* Trecho do documento:
- - - -
Para mim esta exposição  reúne trabalhos  que representam o ápice de toda sua trajetória até então, embora o tema não seja o foco principal, mas tem uma maior relevância, pois discorre desde a sensualidade aos aspectos místicos, etnícos, inclusive de várias culturas, desde a nossa regional, brasileira,   à  europeia,  em algumas   imagens que nos remete ao renascimento, assim como em outras à religiosidade católica, que por nós foi tão bem incorporada e que são ícones de nossa cultura popular e erudita, assim como a africana que se sincretizou. Não obstante a essas,  a oriental muito explicita em algumas obras, porém o mais importante é sua forma de representação.
Num momento onde de posse de um maior domínio técnico e maturidade profissional, sentiu-se bastante à vontade para percorrer esses caminhos, em alguns momentos de forma poética, em outros alusivas às influências herdadas e assim deixou registrada também, a liberdade de quem produz arte numa linguagem universal.
Plasticamente os elementos estruturais muito bem utilizados como ferramentas de sua produção e aliados aos inteletuais conferem um espetacular resultado, em composições surpreendentes e bem resolvidas. 
Pelo uso da cor monocrómática, registra um momento em que deu uma parada na Estação da luz,  que para existir compactua com  a sombra e se deleitou nos belos efeitos que estes elementos proprcionam, pois como um desenhista surpreendente e inquieto artista em busca de uma linguagem para imprimir sua marca às criações, com uma   forma laboriosa e pazeirosa de produzir. Acerdito que todas as experiências vividas intelectualmente até então, muito infuenciaram esta fase, e se incorporaram aos aspectos acima citados, nos dando a impresão ou talvez convicção que neste momento refletiu um cabidal de percepções apreendidas na suas pesquisas e observações desde muito jovem sobre as artes, dos nossos primordios até  o período por ele registrado. Particularmente gostei muito deste momento de suas criações.
- - - -
Transcreva do texto sobre a exposição o trecho que vai de "Pelo uso da" até "de suas criações.", sem alterar nada. O material abaixo provém de outra fonte.

* Material fornecido:
- - - -
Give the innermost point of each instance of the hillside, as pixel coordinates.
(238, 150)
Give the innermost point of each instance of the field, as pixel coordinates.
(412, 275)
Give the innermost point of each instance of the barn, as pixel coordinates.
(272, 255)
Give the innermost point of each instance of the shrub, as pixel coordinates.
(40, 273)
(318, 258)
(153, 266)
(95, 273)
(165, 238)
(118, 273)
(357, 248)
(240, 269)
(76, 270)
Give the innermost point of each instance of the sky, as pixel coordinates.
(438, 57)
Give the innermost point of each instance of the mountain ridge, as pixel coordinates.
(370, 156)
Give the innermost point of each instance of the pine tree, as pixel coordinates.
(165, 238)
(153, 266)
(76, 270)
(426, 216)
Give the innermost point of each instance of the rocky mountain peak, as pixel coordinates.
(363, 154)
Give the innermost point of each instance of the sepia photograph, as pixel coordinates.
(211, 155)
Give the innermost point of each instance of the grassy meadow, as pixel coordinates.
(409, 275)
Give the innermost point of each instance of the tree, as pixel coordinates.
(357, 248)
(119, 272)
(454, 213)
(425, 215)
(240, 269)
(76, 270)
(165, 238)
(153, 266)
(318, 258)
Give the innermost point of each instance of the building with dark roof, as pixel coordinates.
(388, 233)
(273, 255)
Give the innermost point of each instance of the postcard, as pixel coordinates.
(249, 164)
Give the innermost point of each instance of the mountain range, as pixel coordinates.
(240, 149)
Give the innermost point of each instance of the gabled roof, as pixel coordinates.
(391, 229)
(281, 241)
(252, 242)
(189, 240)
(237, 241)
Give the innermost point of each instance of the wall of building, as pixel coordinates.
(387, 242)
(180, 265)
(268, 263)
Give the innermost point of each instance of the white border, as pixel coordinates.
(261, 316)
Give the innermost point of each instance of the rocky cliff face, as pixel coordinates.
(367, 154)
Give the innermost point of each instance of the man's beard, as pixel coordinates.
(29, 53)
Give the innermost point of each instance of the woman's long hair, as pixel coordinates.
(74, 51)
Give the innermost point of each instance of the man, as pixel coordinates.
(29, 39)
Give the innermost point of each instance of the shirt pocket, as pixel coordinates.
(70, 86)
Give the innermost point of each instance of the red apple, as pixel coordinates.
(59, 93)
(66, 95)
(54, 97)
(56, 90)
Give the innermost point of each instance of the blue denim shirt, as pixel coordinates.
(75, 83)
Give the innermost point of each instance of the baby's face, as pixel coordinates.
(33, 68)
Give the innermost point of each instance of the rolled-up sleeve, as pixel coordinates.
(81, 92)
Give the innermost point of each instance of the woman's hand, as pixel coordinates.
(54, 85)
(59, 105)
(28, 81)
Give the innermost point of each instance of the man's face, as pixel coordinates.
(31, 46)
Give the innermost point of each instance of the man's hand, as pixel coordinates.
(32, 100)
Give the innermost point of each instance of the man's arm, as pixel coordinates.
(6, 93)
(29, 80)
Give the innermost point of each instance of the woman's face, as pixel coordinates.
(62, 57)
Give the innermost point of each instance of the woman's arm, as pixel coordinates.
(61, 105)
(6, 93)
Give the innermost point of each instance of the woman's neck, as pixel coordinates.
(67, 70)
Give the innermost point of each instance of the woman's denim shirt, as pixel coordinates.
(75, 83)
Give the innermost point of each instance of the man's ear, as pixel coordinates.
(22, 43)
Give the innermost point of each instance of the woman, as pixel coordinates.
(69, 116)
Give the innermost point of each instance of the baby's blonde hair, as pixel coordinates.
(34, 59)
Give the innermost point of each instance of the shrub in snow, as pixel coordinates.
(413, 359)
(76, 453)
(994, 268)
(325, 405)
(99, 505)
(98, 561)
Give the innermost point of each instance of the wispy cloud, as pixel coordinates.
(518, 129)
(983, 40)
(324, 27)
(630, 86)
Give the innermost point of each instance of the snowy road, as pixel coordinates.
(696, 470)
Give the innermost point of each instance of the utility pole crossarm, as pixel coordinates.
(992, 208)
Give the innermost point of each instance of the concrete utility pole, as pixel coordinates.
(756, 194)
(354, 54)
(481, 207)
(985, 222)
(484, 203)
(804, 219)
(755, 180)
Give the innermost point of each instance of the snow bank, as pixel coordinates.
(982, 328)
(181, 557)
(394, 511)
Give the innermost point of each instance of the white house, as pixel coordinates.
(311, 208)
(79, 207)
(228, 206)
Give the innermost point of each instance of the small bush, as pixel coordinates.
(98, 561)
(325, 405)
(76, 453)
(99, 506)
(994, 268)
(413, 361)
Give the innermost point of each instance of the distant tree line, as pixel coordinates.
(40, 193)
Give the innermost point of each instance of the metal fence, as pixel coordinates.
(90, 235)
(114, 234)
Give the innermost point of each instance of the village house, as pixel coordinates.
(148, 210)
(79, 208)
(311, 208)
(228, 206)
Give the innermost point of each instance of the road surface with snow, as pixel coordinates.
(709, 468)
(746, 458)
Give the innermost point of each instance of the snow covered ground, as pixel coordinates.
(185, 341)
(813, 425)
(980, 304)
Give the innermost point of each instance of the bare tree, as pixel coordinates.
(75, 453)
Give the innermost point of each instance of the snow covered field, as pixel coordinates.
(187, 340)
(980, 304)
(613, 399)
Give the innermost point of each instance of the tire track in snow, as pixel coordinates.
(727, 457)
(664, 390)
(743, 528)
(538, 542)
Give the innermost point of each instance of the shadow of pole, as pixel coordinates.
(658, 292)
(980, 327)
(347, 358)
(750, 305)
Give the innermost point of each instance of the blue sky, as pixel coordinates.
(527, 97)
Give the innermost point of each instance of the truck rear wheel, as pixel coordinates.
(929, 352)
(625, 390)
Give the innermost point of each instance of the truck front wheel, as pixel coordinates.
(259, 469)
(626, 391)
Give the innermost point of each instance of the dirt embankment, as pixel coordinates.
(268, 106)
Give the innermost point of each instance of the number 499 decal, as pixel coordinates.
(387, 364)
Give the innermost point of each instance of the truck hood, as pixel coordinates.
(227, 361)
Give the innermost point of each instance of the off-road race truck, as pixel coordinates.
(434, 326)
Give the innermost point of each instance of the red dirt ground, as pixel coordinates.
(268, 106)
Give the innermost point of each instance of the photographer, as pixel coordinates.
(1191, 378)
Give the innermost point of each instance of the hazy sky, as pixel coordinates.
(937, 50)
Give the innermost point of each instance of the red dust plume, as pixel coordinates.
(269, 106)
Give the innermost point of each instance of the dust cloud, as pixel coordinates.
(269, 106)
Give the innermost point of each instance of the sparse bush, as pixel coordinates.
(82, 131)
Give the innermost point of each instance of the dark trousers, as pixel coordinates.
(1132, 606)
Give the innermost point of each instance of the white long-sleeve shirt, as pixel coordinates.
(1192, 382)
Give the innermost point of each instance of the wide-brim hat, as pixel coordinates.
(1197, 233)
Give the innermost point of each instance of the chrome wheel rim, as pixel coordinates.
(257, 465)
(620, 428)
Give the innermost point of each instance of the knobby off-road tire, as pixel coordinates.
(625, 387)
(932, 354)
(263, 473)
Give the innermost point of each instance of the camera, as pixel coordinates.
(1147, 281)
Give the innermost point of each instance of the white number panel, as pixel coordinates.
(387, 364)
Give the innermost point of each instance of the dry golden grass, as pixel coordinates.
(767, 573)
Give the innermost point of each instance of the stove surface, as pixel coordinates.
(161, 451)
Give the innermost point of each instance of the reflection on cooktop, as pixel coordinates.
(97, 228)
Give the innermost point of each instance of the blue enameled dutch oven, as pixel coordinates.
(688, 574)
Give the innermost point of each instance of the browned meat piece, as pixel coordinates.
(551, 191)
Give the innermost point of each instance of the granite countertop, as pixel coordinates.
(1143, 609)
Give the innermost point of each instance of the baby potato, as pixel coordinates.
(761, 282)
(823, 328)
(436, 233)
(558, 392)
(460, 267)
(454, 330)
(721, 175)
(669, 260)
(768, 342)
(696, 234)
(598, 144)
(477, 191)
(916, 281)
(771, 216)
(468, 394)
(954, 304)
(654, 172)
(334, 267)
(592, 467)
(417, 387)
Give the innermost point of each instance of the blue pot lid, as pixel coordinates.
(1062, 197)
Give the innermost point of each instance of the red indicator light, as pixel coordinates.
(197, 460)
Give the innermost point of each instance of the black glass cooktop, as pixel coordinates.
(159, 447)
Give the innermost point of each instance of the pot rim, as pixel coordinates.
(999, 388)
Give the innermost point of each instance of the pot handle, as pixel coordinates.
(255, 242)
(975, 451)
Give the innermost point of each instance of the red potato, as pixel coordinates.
- - - -
* Exercício resolvido:
Pelo uso da cor monocrómática, registra um momento em que deu uma parada na Estação da luz,  que para existir compactua com  a sombra e se deleitou nos belos efeitos que estes elementos proprcionam, pois como um desenhista surpreendente e inquieto artista em busca de uma linguagem para imprimir sua marca às criações, com uma   forma laboriosa e pazeirosa de produzir. Acerdito que todas as experiências vividas intelectualmente até então, muito infuenciaram esta fase, e se incorporaram aos aspectos acima citados, nos dando a impresão ou talvez convicção que neste momento refletiu um cabidal de percepções apreendidas na suas pesquisas e observações desde muito jovem sobre as artes, dos nossos primordios até  o período por ele registrado. Particularmente gostei muito deste momento de suas criações.